[Outline annotation records]
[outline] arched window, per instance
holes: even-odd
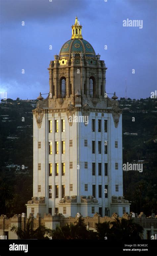
[[[93,77],[89,78],[89,95],[91,98],[96,97],[96,86],[95,79]]]
[[[66,96],[66,78],[62,77],[60,81],[60,89],[59,94],[62,96],[62,98],[65,98]]]
[[[93,80],[92,78],[89,79],[89,95],[90,97],[93,97]]]

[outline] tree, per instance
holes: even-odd
[[[113,232],[113,229],[111,228],[110,226],[110,221],[95,224],[97,235],[98,239],[104,239],[105,237],[107,237],[107,239],[109,240],[113,238],[114,235]]]
[[[24,230],[21,227],[14,225],[11,231],[14,231],[21,239],[45,239],[44,235],[47,229],[44,225],[41,225],[35,230],[33,230],[31,217],[29,218],[27,223],[26,228]]]
[[[132,219],[126,219],[118,218],[111,222],[112,232],[116,238],[119,239],[140,239],[143,234],[143,228],[139,224],[134,222]]]

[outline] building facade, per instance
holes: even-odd
[[[122,117],[106,91],[107,68],[83,39],[72,36],[50,61],[49,92],[33,116],[33,197],[27,215],[129,213],[123,196]]]

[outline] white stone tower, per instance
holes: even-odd
[[[121,112],[106,93],[107,68],[83,39],[71,39],[50,61],[50,91],[33,114],[32,213],[92,216],[129,212],[123,196]]]

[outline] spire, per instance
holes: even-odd
[[[79,25],[79,22],[78,20],[78,18],[76,16],[74,25],[72,25],[72,39],[74,38],[80,38],[82,39],[82,28],[81,25]]]

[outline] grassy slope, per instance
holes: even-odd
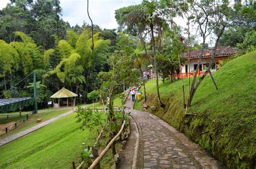
[[[25,123],[21,123],[18,124],[18,127],[17,129],[10,131],[7,134],[4,134],[2,136],[2,137],[0,138],[6,138],[8,137],[10,137],[11,135],[18,133],[21,131],[24,131],[30,127],[32,127],[37,124],[38,123],[36,123],[37,119],[42,119],[43,121],[45,121],[49,119],[50,119],[53,117],[57,117],[60,114],[63,114],[65,112],[68,112],[71,109],[65,109],[65,110],[62,110],[57,111],[52,111],[52,112],[42,112],[42,113],[38,113],[37,114],[33,114],[32,116],[29,116],[29,120],[25,121]],[[22,117],[18,118],[10,118],[8,119],[0,119],[0,124],[4,124],[6,123],[9,123],[10,121],[18,121],[19,120],[25,119],[25,117]]]
[[[0,168],[68,168],[80,159],[82,143],[91,145],[97,132],[79,130],[75,113],[0,147]]]
[[[256,166],[255,70],[254,51],[227,63],[213,74],[219,90],[207,77],[190,110],[197,116],[184,113],[181,80],[172,84],[166,81],[160,85],[165,109],[157,103],[155,81],[147,82],[147,103],[156,105],[158,111],[154,113],[211,152],[228,167],[253,168]],[[187,98],[188,79],[185,83]],[[134,107],[141,109],[140,104],[136,103]],[[208,132],[200,135],[203,132]]]

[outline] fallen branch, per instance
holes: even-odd
[[[200,136],[201,136],[201,135],[203,135],[203,134],[205,134],[205,133],[208,133],[208,132],[209,132],[208,131],[204,131],[204,132],[201,132],[201,133],[200,133]]]
[[[187,112],[185,112],[185,114],[186,114],[186,115],[190,115],[190,116],[193,116],[193,116],[197,116],[197,114],[196,112],[193,112],[193,113],[190,114],[190,113],[187,113]]]
[[[96,146],[96,145],[97,144],[98,142],[99,141],[99,138],[100,138],[100,137],[102,136],[102,133],[104,131],[104,129],[103,129],[102,130],[102,131],[100,131],[100,132],[99,133],[99,136],[98,136],[97,139],[96,139],[96,141],[95,141],[94,145],[93,145],[93,146],[95,147]],[[92,151],[92,147],[91,147],[90,148],[90,152],[91,152],[91,151]],[[82,163],[79,164],[79,165],[77,167],[77,169],[80,169],[80,168],[82,168],[82,166],[83,165],[83,164],[84,164],[84,161],[82,161]]]
[[[238,151],[238,150],[237,148],[235,148],[235,151],[237,151],[237,152],[238,153],[238,156],[239,156],[240,159],[240,160],[242,160],[242,158],[241,157],[241,156],[240,156],[240,153],[239,153],[239,152]]]
[[[110,142],[107,144],[106,147],[103,150],[103,151],[100,153],[99,154],[99,157],[98,157],[92,163],[92,164],[91,165],[91,166],[89,167],[89,168],[93,168],[95,167],[95,166],[98,164],[98,163],[99,163],[102,158],[103,157],[103,156],[105,155],[105,154],[109,150],[109,148],[111,146],[111,145],[113,144],[114,141],[117,139],[117,138],[119,136],[120,134],[121,134],[124,128],[124,125],[125,124],[125,120],[124,120],[124,123],[123,123],[123,125],[122,126],[121,129],[119,131],[118,133],[110,141]]]

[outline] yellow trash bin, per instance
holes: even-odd
[[[137,96],[138,96],[138,100],[140,100],[142,99],[142,93],[137,93]]]

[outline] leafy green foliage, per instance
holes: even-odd
[[[81,126],[81,129],[83,129],[84,126],[88,128],[90,131],[92,131],[98,125],[103,127],[103,112],[96,110],[93,112],[93,110],[90,108],[85,109],[80,106],[78,106],[76,112],[77,113],[76,116],[77,118],[77,122],[83,122],[83,126]]]
[[[238,57],[213,73],[218,90],[210,77],[206,78],[187,112],[196,112],[196,116],[184,113],[181,80],[160,84],[160,91],[168,103],[164,110],[157,104],[155,80],[148,82],[147,92],[151,99],[147,104],[156,106],[158,111],[152,113],[184,132],[227,167],[253,167],[256,154],[255,55],[254,51]],[[188,81],[184,80],[187,94]],[[140,103],[136,102],[134,109],[142,109]],[[200,134],[205,131],[209,132]]]

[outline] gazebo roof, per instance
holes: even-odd
[[[57,92],[56,92],[53,95],[51,96],[51,98],[67,98],[67,97],[76,97],[77,94],[73,93],[71,91],[68,90],[65,87],[62,88]]]
[[[29,106],[32,103],[31,97],[19,97],[0,99],[0,113],[12,111]]]

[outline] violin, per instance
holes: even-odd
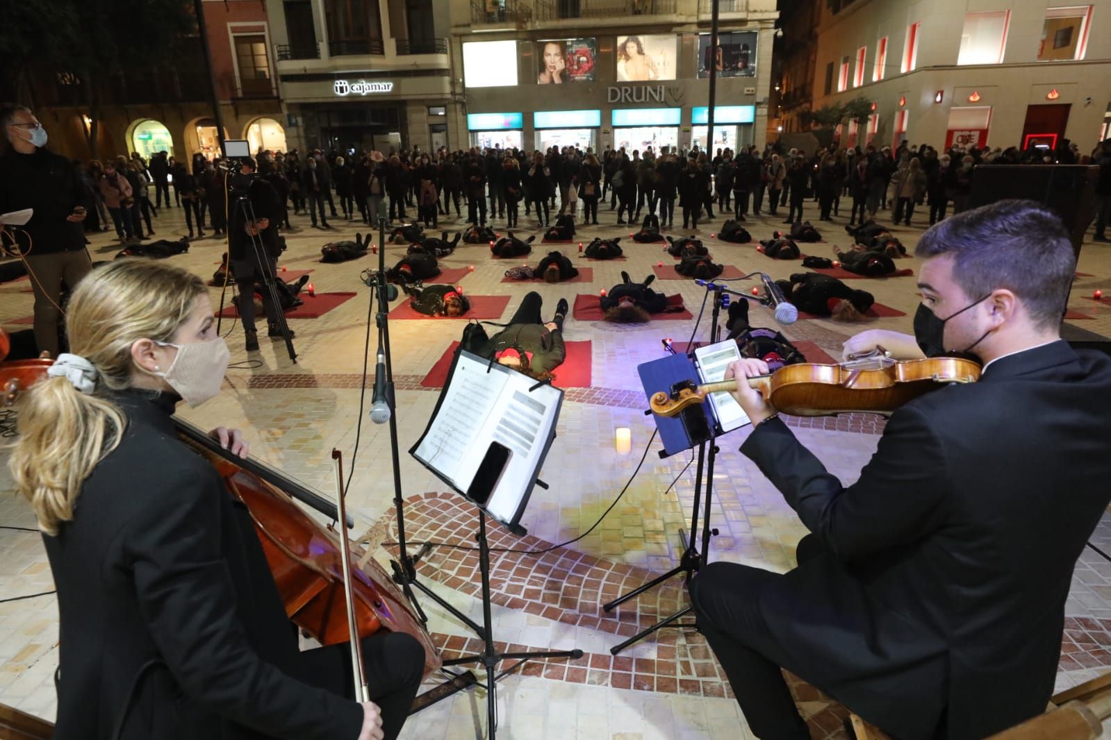
[[[749,387],[790,416],[833,416],[867,412],[890,416],[897,408],[950,383],[974,383],[980,365],[960,357],[892,359],[881,348],[851,356],[839,365],[787,365],[771,375],[747,378]],[[652,395],[649,405],[660,416],[678,416],[703,404],[711,393],[737,389],[737,378]]]

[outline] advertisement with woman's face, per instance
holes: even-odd
[[[598,48],[594,39],[550,39],[537,42],[537,84],[593,82]]]
[[[619,36],[618,81],[674,80],[678,47],[674,36]]]
[[[698,38],[698,75],[710,77],[710,65],[717,68],[717,77],[757,75],[755,31],[735,31],[718,34],[717,53],[710,53],[710,34]]]

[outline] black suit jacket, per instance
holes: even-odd
[[[291,678],[297,636],[261,545],[178,439],[178,398],[116,399],[122,442],[43,538],[61,622],[54,738],[108,740],[128,703],[128,740],[358,738],[359,704]]]
[[[769,657],[900,738],[1041,713],[1111,498],[1109,415],[1111,359],[1059,341],[895,412],[848,487],[761,424],[741,452],[829,550],[762,597]]]

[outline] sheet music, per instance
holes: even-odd
[[[489,372],[488,372],[489,368]],[[512,521],[521,498],[532,487],[556,426],[562,393],[501,365],[461,353],[446,396],[413,455],[457,490],[467,491],[490,444],[511,454],[487,511]]]
[[[488,373],[484,363],[461,356],[440,410],[414,453],[460,490],[467,490],[481,463],[481,455],[477,460],[466,459],[469,443],[479,436],[507,379],[506,373]],[[473,468],[470,477],[463,470],[468,466]]]
[[[725,379],[725,369],[741,358],[741,351],[737,347],[735,339],[725,339],[697,348],[694,358],[698,361],[698,373],[702,383],[717,383]],[[741,405],[724,391],[711,393],[710,404],[722,432],[732,432],[749,423],[748,414]]]

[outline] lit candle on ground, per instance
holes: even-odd
[[[632,452],[632,429],[627,426],[619,426],[613,433],[613,446],[618,455],[628,455]]]

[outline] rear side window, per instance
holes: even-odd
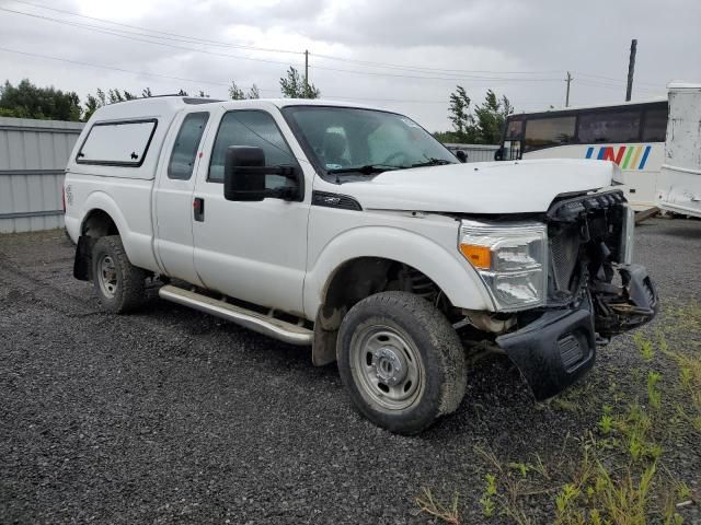
[[[208,119],[209,114],[206,112],[191,113],[185,117],[173,144],[168,178],[188,180],[192,177],[197,149]]]
[[[667,138],[667,109],[645,112],[643,142],[664,142]]]
[[[575,117],[538,118],[526,122],[526,151],[568,144],[574,138]]]
[[[577,138],[583,144],[635,142],[640,138],[640,112],[582,115]]]
[[[156,119],[94,124],[76,162],[138,167],[143,164],[157,124]]]
[[[507,139],[520,139],[524,135],[524,121],[522,120],[509,120],[506,125],[506,138]]]
[[[261,148],[265,153],[266,166],[296,164],[295,156],[283,138],[283,133],[275,124],[273,116],[262,110],[229,112],[222,117],[211,152],[208,177],[210,182],[223,182],[223,164],[227,156],[227,148],[230,145]],[[289,184],[289,180],[280,175],[265,176],[265,187],[267,189],[279,188],[287,184]]]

■ **INSTRUCTIONS FOR THE TASK**
Drop the pictures, then reproduce exactly the lines from the one with "[outline] advertisement with" through the final line of the listing.

■ **SOLUTION FOR THIS TASK**
[outline] advertisement with woman's face, per instance
holes: even-odd
[[[598,48],[594,39],[550,39],[537,42],[537,84],[593,82]]]
[[[619,36],[618,81],[674,80],[678,47],[674,36]]]
[[[698,38],[698,75],[710,77],[710,65],[717,68],[717,77],[757,75],[755,31],[735,31],[718,34],[717,53],[710,53],[710,34]]]

[outline] black suit jacket, per instance
holes: even-odd
[[[291,678],[297,636],[261,545],[178,439],[178,398],[116,399],[122,442],[43,538],[61,622],[54,738],[108,740],[128,703],[128,740],[358,738],[359,704]]]
[[[769,657],[900,738],[1041,713],[1111,498],[1109,415],[1111,359],[1059,341],[895,412],[848,487],[761,424],[741,452],[829,550],[762,597]]]

[outline] sheet music, per instance
holes: even-odd
[[[489,372],[488,372],[489,368]],[[512,521],[521,498],[532,487],[556,426],[562,393],[501,365],[461,353],[446,396],[413,455],[457,490],[467,491],[490,444],[511,454],[487,511]]]
[[[488,373],[484,363],[461,356],[440,410],[414,453],[460,490],[467,490],[481,463],[481,455],[477,460],[466,459],[469,443],[479,436],[507,379],[506,373]],[[473,468],[470,477],[463,470],[468,466]]]
[[[725,379],[725,369],[741,358],[741,351],[737,347],[735,339],[725,339],[697,348],[694,358],[698,361],[698,373],[702,383],[717,383]],[[741,405],[724,391],[711,393],[710,404],[722,432],[732,432],[749,423],[748,414]]]

[outline] lit candle on ground, per instance
holes: even-odd
[[[632,452],[632,429],[627,426],[619,426],[613,433],[613,446],[618,455],[628,455]]]

[outline] rear side window, per instance
holes: even-odd
[[[208,119],[209,114],[206,112],[191,113],[185,117],[173,144],[168,178],[188,180],[192,177],[197,149]]]
[[[667,138],[667,109],[645,112],[643,142],[664,142]]]
[[[575,117],[538,118],[526,122],[526,151],[568,144],[574,138]]]
[[[577,138],[583,144],[635,142],[640,138],[640,112],[582,115]]]
[[[156,119],[94,124],[76,162],[138,167],[143,164],[157,124]]]
[[[507,139],[520,139],[524,135],[524,121],[522,120],[509,120],[506,125],[506,138]]]
[[[261,148],[265,153],[266,166],[296,164],[295,156],[283,138],[283,133],[275,124],[273,116],[262,110],[229,112],[222,117],[211,152],[208,177],[210,182],[223,182],[223,164],[227,156],[227,148],[230,145]],[[289,184],[289,180],[280,175],[265,176],[265,187],[267,189],[279,188],[287,184]]]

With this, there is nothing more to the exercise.